▶ Passage given:
━━━━━━━━━━━━━━━━━━━━━━━━━━━━━━

Peter Dunne was in Austria last month addressing the United Nations on his Psychoactive Substances Bill. Dunne is parading this on the world stage and is right to do so. It is stunning legislation.
Currently, chemists can dream up narcotics combinations that are not illegal. The state issues a temporary ban, which takes about two months. The process begins again. This is a dangerous game that denies consumers the opportunity to buy safe, tested narcotics from a trusted source.
Dunne's solution is heavy-handed but simple. The bill bans anything that causes a psychoactive effect but, if a manufacturer can prove their product has a "low risk of harm", they can obtain a licence to sell it.
I'd prefer the Act read "an acceptable risk of harm" to allow for changing attitudes but this is a dramatic break with the past. Products such as coffee and tobacco are given an exception and drugs covered by the Misuse of Drugs Act are excluded. Manufacturers will need to embark on an onerous, expensive process, involving considerable investment, but once granted approval they will be licensed to sell a narcotic.

━━━━━━━━━━━━━━━━━━━━━━━━━━━━━━

▶ Task objective: Can you write out, word for word, the part of the commentary on the Psychoactive Substances Bill that opens with the words containing "Dunne's solution is" and closes with "sell a narcotic."?

━━━━━━━━━━━━━━━━━━━━━━━━━━━━━━

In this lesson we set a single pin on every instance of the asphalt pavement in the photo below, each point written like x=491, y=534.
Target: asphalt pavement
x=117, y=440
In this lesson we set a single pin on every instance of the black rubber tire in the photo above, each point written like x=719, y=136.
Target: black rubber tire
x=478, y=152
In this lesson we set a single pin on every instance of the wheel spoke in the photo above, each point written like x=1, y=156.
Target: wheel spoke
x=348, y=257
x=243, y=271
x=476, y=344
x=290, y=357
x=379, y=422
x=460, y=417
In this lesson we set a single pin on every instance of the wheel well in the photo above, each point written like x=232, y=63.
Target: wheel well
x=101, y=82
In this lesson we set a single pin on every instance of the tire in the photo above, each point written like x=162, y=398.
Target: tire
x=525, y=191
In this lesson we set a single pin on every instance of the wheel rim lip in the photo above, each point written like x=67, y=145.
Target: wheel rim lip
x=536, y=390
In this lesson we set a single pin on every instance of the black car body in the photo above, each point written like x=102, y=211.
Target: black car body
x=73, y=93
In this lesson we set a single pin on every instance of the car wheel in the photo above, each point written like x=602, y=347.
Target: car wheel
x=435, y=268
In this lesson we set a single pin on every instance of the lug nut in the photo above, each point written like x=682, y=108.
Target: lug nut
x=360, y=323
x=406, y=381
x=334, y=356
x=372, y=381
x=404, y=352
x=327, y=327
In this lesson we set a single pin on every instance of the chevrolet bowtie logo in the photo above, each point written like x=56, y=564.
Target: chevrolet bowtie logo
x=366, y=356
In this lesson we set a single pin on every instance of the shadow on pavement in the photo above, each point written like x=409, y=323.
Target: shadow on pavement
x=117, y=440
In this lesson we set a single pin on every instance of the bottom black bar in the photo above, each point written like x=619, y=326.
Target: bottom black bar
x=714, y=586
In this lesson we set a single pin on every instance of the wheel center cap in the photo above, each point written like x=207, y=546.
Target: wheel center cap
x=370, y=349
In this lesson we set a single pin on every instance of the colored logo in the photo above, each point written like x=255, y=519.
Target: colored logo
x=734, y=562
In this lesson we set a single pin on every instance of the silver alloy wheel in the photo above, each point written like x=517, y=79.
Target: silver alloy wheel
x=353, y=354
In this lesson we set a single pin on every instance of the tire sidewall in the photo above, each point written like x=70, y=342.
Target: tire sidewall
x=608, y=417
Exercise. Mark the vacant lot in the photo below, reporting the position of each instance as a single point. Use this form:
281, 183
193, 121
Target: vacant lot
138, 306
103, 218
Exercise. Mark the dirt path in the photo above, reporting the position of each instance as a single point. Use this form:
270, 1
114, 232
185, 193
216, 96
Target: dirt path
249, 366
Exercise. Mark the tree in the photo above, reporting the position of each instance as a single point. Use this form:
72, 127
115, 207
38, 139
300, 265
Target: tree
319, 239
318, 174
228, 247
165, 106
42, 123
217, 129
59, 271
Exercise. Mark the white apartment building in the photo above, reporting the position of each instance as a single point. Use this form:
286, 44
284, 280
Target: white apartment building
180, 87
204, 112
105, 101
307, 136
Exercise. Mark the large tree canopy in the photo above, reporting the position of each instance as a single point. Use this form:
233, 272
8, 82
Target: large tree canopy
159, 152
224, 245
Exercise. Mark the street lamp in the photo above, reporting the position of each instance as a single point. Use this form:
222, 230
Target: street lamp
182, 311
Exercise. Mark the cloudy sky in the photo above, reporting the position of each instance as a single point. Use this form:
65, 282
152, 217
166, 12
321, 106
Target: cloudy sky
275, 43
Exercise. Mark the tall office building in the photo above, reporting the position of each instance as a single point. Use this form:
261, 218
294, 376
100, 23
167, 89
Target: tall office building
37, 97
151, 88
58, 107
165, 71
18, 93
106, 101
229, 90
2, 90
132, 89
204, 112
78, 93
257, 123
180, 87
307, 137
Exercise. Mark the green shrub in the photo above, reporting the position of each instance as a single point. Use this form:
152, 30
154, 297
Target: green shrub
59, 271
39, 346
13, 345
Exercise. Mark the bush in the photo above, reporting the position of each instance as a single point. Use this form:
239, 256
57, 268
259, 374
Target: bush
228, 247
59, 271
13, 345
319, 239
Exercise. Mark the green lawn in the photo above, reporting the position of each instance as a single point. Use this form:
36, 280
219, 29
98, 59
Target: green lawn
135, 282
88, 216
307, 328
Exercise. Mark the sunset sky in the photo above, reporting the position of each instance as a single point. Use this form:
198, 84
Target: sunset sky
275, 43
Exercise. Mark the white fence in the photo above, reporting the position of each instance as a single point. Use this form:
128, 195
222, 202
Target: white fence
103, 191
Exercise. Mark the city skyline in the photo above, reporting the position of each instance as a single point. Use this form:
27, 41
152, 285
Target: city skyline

━━━━━━━━━━━━━━━━━━━━━━━━━━━━━━

▶ The reply:
Dunne's solution is heavy-handed but simple. The bill bans anything that causes a psychoactive effect but, if a manufacturer can prove their product has a "low risk of harm", they can obtain a licence to sell it.
I'd prefer the Act read "an acceptable risk of harm" to allow for changing attitudes but this is a dramatic break with the past. Products such as coffee and tobacco are given an exception and drugs covered by the Misuse of Drugs Act are excluded. Manufacturers will need to embark on an onerous, expensive process, involving considerable investment, but once granted approval they will be licensed to sell a narcotic.